• _EXERCISE TASK_
Which lines in the material below contain the word "covered"? Pick out each one and copy it in full.

------------------------

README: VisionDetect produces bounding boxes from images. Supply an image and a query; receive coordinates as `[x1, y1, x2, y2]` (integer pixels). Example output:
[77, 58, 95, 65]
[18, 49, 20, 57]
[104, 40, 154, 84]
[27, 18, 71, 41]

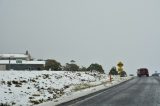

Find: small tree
[64, 63, 79, 71]
[109, 66, 118, 75]
[87, 63, 104, 73]
[45, 59, 62, 71]
[79, 66, 87, 71]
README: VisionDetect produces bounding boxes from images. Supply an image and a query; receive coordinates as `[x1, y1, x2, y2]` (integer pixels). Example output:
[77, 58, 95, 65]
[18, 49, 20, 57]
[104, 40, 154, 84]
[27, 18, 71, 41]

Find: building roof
[0, 54, 28, 58]
[0, 60, 45, 65]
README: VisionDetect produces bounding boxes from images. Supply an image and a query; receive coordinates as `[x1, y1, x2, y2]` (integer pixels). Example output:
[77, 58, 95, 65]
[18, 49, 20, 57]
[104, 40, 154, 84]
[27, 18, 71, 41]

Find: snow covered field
[0, 71, 131, 106]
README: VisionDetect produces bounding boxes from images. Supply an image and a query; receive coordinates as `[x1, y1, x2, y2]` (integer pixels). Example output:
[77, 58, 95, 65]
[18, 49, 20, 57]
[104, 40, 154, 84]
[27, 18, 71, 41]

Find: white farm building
[0, 51, 45, 70]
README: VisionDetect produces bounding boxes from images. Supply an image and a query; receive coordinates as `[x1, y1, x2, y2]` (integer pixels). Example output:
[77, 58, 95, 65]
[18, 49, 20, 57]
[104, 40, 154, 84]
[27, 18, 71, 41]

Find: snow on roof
[0, 54, 28, 58]
[0, 60, 45, 64]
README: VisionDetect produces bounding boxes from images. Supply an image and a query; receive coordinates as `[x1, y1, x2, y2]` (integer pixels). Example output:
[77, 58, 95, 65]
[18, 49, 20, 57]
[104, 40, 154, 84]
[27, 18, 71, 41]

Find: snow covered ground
[0, 71, 131, 106]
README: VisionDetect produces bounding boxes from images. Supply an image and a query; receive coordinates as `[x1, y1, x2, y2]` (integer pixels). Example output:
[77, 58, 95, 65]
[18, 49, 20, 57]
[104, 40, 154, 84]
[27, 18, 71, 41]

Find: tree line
[45, 59, 104, 73]
[45, 59, 127, 77]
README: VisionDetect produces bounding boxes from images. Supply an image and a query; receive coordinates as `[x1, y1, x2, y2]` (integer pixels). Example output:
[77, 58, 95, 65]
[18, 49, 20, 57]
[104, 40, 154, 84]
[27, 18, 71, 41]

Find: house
[0, 51, 45, 70]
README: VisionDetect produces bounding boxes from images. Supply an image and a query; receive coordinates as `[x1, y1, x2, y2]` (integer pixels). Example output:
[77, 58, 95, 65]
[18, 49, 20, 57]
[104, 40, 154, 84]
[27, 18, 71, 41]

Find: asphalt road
[59, 77, 160, 106]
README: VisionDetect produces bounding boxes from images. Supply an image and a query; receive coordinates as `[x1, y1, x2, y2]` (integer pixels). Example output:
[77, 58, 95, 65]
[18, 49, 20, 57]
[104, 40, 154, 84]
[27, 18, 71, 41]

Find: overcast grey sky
[0, 0, 160, 74]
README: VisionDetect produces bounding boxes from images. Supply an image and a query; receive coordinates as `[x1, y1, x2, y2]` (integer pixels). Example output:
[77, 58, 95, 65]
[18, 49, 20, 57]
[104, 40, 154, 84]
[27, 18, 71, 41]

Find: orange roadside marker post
[109, 74, 112, 82]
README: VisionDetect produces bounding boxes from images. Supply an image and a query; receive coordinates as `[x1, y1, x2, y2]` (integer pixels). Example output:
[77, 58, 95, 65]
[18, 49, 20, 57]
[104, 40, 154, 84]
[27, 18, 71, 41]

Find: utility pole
[8, 57, 11, 70]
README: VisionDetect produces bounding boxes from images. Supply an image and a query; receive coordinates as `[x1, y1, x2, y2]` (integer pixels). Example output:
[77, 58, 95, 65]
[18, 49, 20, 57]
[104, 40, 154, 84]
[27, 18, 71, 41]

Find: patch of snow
[0, 71, 132, 106]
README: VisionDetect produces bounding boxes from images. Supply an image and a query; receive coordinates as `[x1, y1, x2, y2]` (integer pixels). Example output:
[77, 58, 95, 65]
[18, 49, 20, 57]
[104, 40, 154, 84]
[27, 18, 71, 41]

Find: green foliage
[109, 67, 118, 75]
[64, 63, 79, 71]
[79, 66, 87, 71]
[119, 71, 127, 77]
[45, 59, 62, 71]
[87, 63, 104, 73]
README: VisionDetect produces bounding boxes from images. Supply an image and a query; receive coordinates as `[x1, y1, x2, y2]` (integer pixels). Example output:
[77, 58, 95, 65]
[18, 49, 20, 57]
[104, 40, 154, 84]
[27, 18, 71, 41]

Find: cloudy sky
[0, 0, 160, 74]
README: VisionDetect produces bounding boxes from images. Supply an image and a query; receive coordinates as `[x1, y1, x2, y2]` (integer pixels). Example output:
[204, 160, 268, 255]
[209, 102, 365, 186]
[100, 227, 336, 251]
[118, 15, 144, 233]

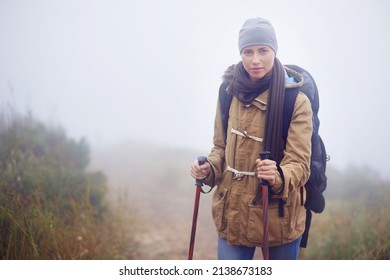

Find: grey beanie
[238, 17, 278, 54]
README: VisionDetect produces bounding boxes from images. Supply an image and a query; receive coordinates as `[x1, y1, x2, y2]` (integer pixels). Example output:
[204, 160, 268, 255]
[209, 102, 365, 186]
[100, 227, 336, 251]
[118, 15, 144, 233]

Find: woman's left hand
[256, 159, 278, 186]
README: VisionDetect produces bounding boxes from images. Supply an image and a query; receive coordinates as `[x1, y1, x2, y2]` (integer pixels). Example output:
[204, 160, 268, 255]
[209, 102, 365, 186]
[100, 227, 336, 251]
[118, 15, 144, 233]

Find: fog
[0, 0, 390, 178]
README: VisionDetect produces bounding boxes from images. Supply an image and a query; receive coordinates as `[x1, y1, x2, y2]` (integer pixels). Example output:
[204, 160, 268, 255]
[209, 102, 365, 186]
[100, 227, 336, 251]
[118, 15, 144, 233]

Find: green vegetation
[0, 110, 390, 260]
[0, 110, 136, 259]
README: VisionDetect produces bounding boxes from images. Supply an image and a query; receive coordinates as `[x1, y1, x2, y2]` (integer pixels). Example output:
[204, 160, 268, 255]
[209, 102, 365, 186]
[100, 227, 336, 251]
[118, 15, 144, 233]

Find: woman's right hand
[191, 160, 211, 180]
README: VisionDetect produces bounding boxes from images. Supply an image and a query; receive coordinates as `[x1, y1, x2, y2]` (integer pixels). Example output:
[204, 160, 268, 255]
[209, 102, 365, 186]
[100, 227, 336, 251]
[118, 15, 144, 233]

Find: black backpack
[218, 65, 329, 248]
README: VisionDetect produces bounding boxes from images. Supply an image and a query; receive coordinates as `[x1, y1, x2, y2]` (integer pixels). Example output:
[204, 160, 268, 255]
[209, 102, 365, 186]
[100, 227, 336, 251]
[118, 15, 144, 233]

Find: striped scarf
[228, 58, 285, 163]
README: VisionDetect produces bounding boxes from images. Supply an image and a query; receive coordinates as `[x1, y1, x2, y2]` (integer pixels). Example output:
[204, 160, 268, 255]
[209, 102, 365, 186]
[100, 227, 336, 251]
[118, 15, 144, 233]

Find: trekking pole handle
[259, 151, 271, 186]
[195, 156, 207, 187]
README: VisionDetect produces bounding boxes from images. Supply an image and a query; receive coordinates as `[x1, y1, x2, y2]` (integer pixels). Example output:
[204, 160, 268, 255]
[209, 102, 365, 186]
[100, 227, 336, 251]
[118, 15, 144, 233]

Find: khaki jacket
[205, 66, 312, 246]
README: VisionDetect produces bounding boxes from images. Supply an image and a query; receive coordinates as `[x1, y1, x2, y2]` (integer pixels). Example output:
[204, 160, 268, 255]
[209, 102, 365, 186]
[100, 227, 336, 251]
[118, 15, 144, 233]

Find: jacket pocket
[247, 200, 283, 244]
[212, 186, 228, 231]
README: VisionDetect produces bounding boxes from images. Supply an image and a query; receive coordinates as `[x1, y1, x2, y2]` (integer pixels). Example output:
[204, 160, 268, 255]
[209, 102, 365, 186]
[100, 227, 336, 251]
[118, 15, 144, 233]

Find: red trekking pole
[259, 151, 271, 260]
[188, 156, 207, 260]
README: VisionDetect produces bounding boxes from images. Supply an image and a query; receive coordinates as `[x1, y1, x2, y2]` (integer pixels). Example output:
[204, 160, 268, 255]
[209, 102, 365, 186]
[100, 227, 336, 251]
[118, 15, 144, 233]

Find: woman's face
[241, 45, 275, 81]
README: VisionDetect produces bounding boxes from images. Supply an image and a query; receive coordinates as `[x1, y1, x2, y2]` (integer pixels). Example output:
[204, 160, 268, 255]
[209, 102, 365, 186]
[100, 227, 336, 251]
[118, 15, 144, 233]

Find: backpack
[218, 65, 329, 248]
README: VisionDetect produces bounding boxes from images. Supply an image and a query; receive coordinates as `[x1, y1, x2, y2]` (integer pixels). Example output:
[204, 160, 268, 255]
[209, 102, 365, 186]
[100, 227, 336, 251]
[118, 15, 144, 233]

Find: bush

------------------------

• _COMPLETE OUTPUT_
Find: snow covered field
Find: snow covered ground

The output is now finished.